## TEXTE FOURNI
11 septembre - 09 octobre 2021

vernissage samedi11 septembre

TECTONIQUE DU TENDRE

« (...) À l’intérieur d’un poing fermé, on peut réunir la beauté de mille falaises ».

Traité sur les jardins rédigé au XIIe siècle par Du Wan, le « Catalogue des Pierres de la Forêt des Nuages »

La peinture ne cache pas toujours un contenu dissimulé sous une forme couvrant avec virtuosité petit ou grand secret, tout à la fois dérobé et offert au regard. Il arrive que la forme elle-même soit le secret. C’est bien ce que nous suggère le travail d’Irène Desvignes. Que fait-on vraiment lorsqu’on ouvre la peau de la couleur, lorsqu’on la tend ou l’incise, lorsqu’on la caresse ou quand on la force ?

Des ondes roses qui dessinent des archipels dans un champ d’énergie, des aplats enserrant des fragments d’îles pris dans des cercles de chaleur ou des effleurements minéraux de jardins secs dans des sables liquides. Des silhouettes sont posées là puis ensevelies sous des matières, figuratives ou abstraites. Des formes à l’informe, un inventaire se devine et fuit dans les coulées claires, dépose là un gouffre incarnat, ici la stridence d’un vert vif. Des longues dérives et de brèves escales à peine crayonnées sur les carnets d’un voyage intime au milieu de quelques objets.

La peinture recouvre les traces anciennes, esquisse les figures à venir dans des fluides, laisse apparaitre les sédiments des souvenirs d’un geste. Elle soustrait jusqu’au dépouillement, renverse et réordonne des figures ou des lieux devenus inactuels. Ce palimpseste qui écrit les textes d’un jour nouveau semble garder malgré lui les traces qui l’ont précédé. Comme un mouvement qui n’aurait ni fin, ni fond.

## DONNÉES
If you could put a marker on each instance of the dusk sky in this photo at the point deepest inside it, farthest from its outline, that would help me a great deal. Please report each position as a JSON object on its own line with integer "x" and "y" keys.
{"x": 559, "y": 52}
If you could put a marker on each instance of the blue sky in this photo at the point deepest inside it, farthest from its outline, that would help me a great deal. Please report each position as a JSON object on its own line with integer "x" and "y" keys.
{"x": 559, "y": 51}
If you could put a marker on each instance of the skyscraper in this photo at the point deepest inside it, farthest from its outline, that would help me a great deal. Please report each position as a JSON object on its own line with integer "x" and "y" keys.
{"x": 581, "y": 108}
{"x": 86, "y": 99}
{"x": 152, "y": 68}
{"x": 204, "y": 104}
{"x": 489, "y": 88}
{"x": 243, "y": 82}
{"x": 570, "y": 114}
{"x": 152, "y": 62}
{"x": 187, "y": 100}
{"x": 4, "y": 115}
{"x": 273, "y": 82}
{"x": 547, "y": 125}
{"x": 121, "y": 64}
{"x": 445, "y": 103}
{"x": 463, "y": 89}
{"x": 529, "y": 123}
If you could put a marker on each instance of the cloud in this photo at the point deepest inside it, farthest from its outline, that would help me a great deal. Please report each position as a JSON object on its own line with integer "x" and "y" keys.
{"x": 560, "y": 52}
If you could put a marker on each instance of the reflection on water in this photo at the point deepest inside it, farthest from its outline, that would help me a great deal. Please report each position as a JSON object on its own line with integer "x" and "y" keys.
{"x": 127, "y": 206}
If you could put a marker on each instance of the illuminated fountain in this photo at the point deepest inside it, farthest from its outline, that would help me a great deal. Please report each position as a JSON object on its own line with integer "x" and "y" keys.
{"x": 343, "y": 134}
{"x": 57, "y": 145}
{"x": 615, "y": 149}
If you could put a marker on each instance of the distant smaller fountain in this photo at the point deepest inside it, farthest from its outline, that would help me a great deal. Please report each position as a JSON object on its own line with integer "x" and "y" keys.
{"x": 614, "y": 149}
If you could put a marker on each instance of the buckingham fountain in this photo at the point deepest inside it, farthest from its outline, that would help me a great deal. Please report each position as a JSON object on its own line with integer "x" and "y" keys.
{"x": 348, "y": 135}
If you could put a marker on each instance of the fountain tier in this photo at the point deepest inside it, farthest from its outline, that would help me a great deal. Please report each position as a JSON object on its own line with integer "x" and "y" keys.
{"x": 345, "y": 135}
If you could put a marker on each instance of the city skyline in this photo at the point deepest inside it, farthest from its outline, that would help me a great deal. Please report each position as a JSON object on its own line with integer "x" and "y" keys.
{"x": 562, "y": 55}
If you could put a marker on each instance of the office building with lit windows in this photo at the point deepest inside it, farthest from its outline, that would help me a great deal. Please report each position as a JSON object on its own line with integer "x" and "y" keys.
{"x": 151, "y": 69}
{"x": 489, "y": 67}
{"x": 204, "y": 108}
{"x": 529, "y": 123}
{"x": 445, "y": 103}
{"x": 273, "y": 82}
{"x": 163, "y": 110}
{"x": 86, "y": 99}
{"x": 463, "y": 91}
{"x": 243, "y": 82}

## TRAVAIL À FAIRE
**1.** Selon le texte sur l'exposition, en quel siècle le traité sur les jardins de Du Wan a-t-il été rédigé ?
**2.** Recopiez tout le passage du texte sur l'exposition, de « TECTONIQUE DU TENDRE » jusqu'à « on la force ? ».
Les items ne servent à rien ici.

## RÉPONSES COMPLÈTES
**1.** Au XIIe siècle.

**2.**
TECTONIQUE DU TENDRE

« (...) À l’intérieur d’un poing fermé, on peut réunir la beauté de mille falaises ».

Traité sur les jardins rédigé au XIIe siècle par Du Wan, le « Catalogue des Pierres de la Forêt des Nuages »

La peinture ne cache pas toujours un contenu dissimulé sous une forme couvrant avec virtuosité petit ou grand secret, tout à la fois dérobé et offert au regard. Il arrive que la forme elle-même soit le secret. C’est bien ce que nous suggère le travail d’Irène Desvignes. Que fait-on vraiment lorsqu’on ouvre la peau de la couleur, lorsqu’on la tend ou l’incise, lorsqu’on la caresse ou quand on la force ?